■ DIRECTIONS:
Each line of the listing must be transcribed exactly, except for the images, which should be excluded.
-- RAW DATA start --
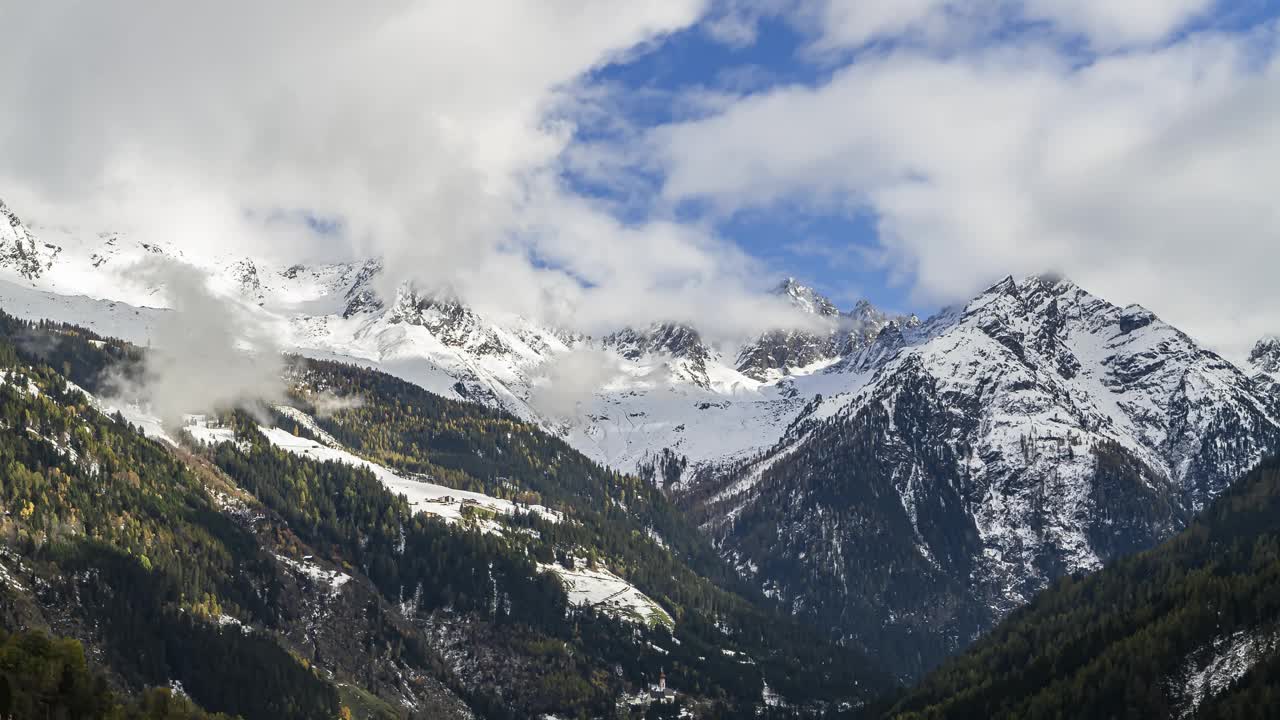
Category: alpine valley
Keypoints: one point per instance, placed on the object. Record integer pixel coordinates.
(438, 520)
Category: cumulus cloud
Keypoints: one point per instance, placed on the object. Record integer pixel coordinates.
(1143, 174)
(429, 133)
(206, 354)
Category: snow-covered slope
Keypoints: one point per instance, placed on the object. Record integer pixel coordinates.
(1033, 432)
(659, 387)
(897, 478)
(1265, 364)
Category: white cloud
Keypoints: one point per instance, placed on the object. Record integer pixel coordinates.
(1146, 176)
(1110, 23)
(432, 130)
(1107, 24)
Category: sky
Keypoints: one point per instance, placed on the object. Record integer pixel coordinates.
(598, 164)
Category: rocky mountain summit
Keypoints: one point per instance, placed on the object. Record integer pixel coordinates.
(903, 483)
(1034, 432)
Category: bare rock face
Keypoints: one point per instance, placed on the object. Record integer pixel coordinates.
(1034, 432)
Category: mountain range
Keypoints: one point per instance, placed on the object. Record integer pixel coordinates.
(903, 484)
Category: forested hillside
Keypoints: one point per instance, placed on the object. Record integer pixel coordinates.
(265, 583)
(1189, 629)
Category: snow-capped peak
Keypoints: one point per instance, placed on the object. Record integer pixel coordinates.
(807, 299)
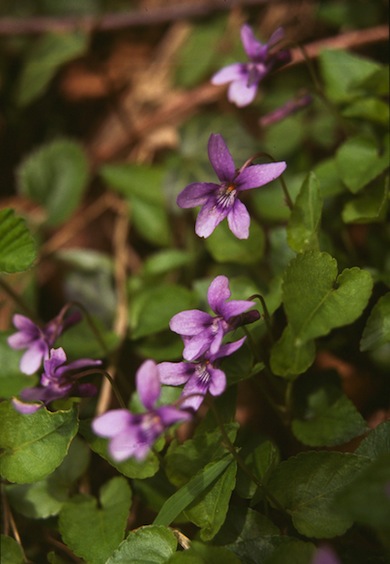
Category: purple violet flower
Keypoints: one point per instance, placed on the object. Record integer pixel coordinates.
(203, 333)
(58, 381)
(133, 434)
(221, 200)
(244, 78)
(198, 377)
(37, 340)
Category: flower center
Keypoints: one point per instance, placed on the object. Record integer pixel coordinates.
(226, 196)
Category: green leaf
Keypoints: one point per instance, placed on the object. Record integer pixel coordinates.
(317, 300)
(17, 246)
(152, 308)
(12, 381)
(294, 552)
(306, 486)
(254, 538)
(329, 418)
(165, 261)
(55, 176)
(142, 187)
(370, 109)
(303, 226)
(359, 161)
(262, 458)
(370, 206)
(377, 330)
(328, 176)
(199, 553)
(11, 551)
(190, 68)
(45, 498)
(208, 510)
(367, 498)
(225, 247)
(194, 488)
(377, 442)
(34, 445)
(131, 468)
(93, 532)
(43, 60)
(341, 71)
(151, 544)
(291, 356)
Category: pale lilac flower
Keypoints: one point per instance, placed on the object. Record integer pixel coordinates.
(244, 78)
(133, 434)
(37, 340)
(203, 333)
(59, 380)
(198, 377)
(221, 200)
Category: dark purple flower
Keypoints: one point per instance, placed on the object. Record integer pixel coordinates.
(198, 377)
(244, 78)
(133, 434)
(203, 333)
(37, 340)
(221, 200)
(59, 380)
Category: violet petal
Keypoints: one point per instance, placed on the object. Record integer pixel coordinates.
(258, 175)
(218, 293)
(148, 383)
(239, 220)
(196, 194)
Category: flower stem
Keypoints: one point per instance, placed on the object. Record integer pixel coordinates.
(232, 449)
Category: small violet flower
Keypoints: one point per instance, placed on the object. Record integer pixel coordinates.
(198, 377)
(133, 434)
(37, 340)
(202, 333)
(244, 78)
(221, 200)
(58, 381)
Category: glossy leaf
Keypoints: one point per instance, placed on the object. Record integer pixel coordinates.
(55, 176)
(152, 308)
(359, 161)
(34, 445)
(142, 187)
(105, 524)
(367, 498)
(303, 226)
(152, 544)
(43, 60)
(377, 442)
(11, 552)
(45, 498)
(328, 420)
(199, 553)
(193, 489)
(370, 206)
(306, 485)
(291, 356)
(341, 71)
(17, 246)
(317, 299)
-- RAW DATA end --
■ RESULT BELOW:
Category: alpine valley
Keypoints: one point per instance, placed on the object. Record integer pixel coordinates.
(438, 520)
Category: cumulus cloud
Keypoints: one point per instance, placed on the object. Record integer pixel coordinates.
(1143, 174)
(429, 133)
(206, 354)
Category: snow-covered slope
Keypoints: one point per instance, placed on the object. Record integer pixel coordinates.
(1033, 432)
(659, 387)
(897, 478)
(1265, 364)
Category: white cloud
Keypoints: one point per instance, placed on the object. Record integer pixel coordinates.
(1146, 176)
(1110, 23)
(432, 130)
(1107, 24)
Category: sky
Keypoints: one point per instance, placed on the object. Record integer pixel coordinates.
(598, 164)
Category: rocky mountain summit
Keypoints: one point per instance, placed on the object. Record integer pixel coordinates.
(903, 483)
(1034, 432)
Category: bare rock face
Keypoints: one point per instance, placed on the object. Record integer pixel coordinates.
(1034, 432)
Category: mountain range
Keypoints: one point per instance, placed on the object. Record integer pixel coordinates.
(903, 484)
Category: forested hillside
Keypoints: one point per instance, placed on the object. Record integer pixel coordinates.
(265, 583)
(1189, 629)
Category: snow-capped peak
Keypoints: one point per instance, placed on the object. Record integer pixel coordinates.
(807, 299)
Category: purple violet flower
Keypoints: one point per instance, placed on the object. Record integer pixel coordinates.
(203, 333)
(58, 381)
(133, 434)
(221, 200)
(244, 78)
(198, 377)
(37, 340)
Category: flower center
Keypoints: one point per instance, placed on the object. Record integer pixel coordinates.
(226, 196)
Category: green leaf
Keypoints: one point per instance, placed on the object. Record integer pixel coordinates.
(317, 300)
(17, 246)
(152, 308)
(12, 381)
(294, 552)
(306, 486)
(254, 538)
(329, 418)
(165, 261)
(55, 176)
(142, 187)
(370, 109)
(303, 226)
(359, 161)
(262, 458)
(370, 206)
(377, 330)
(328, 176)
(199, 553)
(11, 551)
(190, 68)
(45, 498)
(208, 510)
(367, 498)
(225, 247)
(194, 488)
(377, 442)
(34, 445)
(131, 468)
(93, 532)
(43, 60)
(341, 71)
(151, 544)
(291, 356)
Category: pale lilac flower
Keypoints: one point per instance, placed on the object. Record integer pixel coordinates.
(244, 78)
(133, 434)
(37, 340)
(203, 333)
(59, 380)
(198, 377)
(221, 200)
Category: dark purple flower
Keypoints: one point per instance, placed on the object. Record integer pixel coordinates.
(198, 377)
(244, 78)
(133, 434)
(203, 333)
(37, 340)
(221, 200)
(59, 380)
Category: violet petal
Keypoints: one point per instance, placed on the object. Record integer pixel coordinates.
(258, 175)
(218, 293)
(148, 383)
(239, 220)
(196, 194)
Category: flower stem
Keypoints: one point per instance, placed on the object. Record integer pixel coordinates.
(232, 449)
Category: small violet flower
Keypoints: one point per instance, placed on the object. Record integer pixel coordinates.
(198, 377)
(133, 434)
(37, 340)
(202, 333)
(244, 78)
(221, 200)
(58, 381)
Category: glossy leaf
Keypoints: one point per instance, placed on the object. Record integer pixel coordinates.
(55, 176)
(152, 308)
(359, 161)
(34, 445)
(142, 187)
(105, 524)
(367, 498)
(303, 226)
(152, 544)
(43, 60)
(377, 442)
(11, 552)
(45, 498)
(328, 420)
(199, 553)
(193, 489)
(370, 206)
(306, 485)
(291, 356)
(341, 71)
(17, 246)
(317, 299)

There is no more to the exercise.